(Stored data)
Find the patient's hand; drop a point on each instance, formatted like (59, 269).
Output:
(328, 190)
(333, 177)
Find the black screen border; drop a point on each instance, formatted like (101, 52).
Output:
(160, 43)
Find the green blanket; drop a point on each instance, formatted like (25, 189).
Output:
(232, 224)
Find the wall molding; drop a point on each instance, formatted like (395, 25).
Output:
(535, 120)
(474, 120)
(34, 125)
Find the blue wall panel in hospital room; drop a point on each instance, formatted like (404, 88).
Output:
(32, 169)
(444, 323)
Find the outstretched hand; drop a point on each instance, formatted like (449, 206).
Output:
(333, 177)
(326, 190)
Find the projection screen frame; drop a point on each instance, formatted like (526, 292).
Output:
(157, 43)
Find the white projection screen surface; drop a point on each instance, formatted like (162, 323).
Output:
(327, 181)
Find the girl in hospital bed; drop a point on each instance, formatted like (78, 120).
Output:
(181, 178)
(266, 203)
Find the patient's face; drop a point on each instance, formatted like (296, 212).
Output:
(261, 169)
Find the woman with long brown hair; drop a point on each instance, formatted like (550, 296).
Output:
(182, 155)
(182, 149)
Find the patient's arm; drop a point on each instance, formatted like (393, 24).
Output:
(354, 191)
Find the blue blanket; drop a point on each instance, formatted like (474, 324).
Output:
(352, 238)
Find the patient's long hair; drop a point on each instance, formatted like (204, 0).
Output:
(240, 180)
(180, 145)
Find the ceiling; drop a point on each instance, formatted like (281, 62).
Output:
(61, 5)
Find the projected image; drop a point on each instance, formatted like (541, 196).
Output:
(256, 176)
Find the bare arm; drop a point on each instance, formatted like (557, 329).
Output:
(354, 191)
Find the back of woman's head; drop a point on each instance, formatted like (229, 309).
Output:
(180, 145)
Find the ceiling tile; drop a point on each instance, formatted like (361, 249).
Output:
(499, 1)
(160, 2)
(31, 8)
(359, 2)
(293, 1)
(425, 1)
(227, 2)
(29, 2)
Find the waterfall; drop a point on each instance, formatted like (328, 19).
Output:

### [WORK TO BE COMPLETED]
Write out every line of the data again, exactly as it reads.

### [ANSWER SPACE]
Find the patient's hand; drop a point on each instance, formatted like (59, 269).
Output:
(328, 190)
(333, 177)
Find the black screen border; drop a point on each instance, formatted like (101, 52).
Output:
(160, 43)
Find the green blanket; drop a point on each instance, formatted like (25, 189).
Output:
(232, 224)
Find the wall molding; drop a point on each instance, formatted like (395, 25).
Output:
(535, 120)
(474, 120)
(34, 125)
Find the blue wall panel in hospital room; drop a point on each instance, formatted like (404, 88).
Output:
(32, 169)
(444, 323)
Find the outstretched hand; drop a point on each instance, formatted like (449, 206).
Output:
(333, 177)
(326, 190)
Find the projection screen frame; drop a point on each instance, formatted like (526, 292).
Output:
(157, 43)
Find the white projection screen surface; drop a point on each instance, formatted like (162, 323).
Output:
(327, 181)
Find the girl in hospital bed; drop a point on each instance, formatted like (78, 120).
Output:
(181, 178)
(266, 203)
Find the patient's face; drop a point on each instance, formatted like (296, 212).
Output:
(261, 169)
Find the woman with long brown hair; drop a point on each instance, formatted like (550, 296).
Output:
(182, 155)
(182, 149)
Find the patient's arm; drop a point on each instance, formatted like (393, 24).
Output:
(354, 191)
Find the blue blanket; drop a point on each instance, formatted like (474, 324).
Output:
(352, 238)
Find the patient's long hair; drop a point on each instance, formatted like (204, 0).
Output:
(240, 180)
(180, 145)
Find the ceiling; drop a point on each instance, formatted like (281, 62).
Output:
(61, 5)
Find the projected image; drop a point on each instance, formatted like (541, 196).
Output:
(256, 176)
Find the bare arm; drop a point on each instance, formatted like (557, 329).
Output:
(354, 191)
Find the back of woman's head; drop a point on each instance, formatted like (229, 309).
Output:
(180, 145)
Find the ceiling tile; drop a point on each instance, formatted like (361, 249).
Output:
(499, 1)
(160, 2)
(31, 8)
(359, 2)
(293, 1)
(425, 1)
(227, 2)
(29, 2)
Find the waterfall; drop a point on each instance, formatted like (328, 19).
Output:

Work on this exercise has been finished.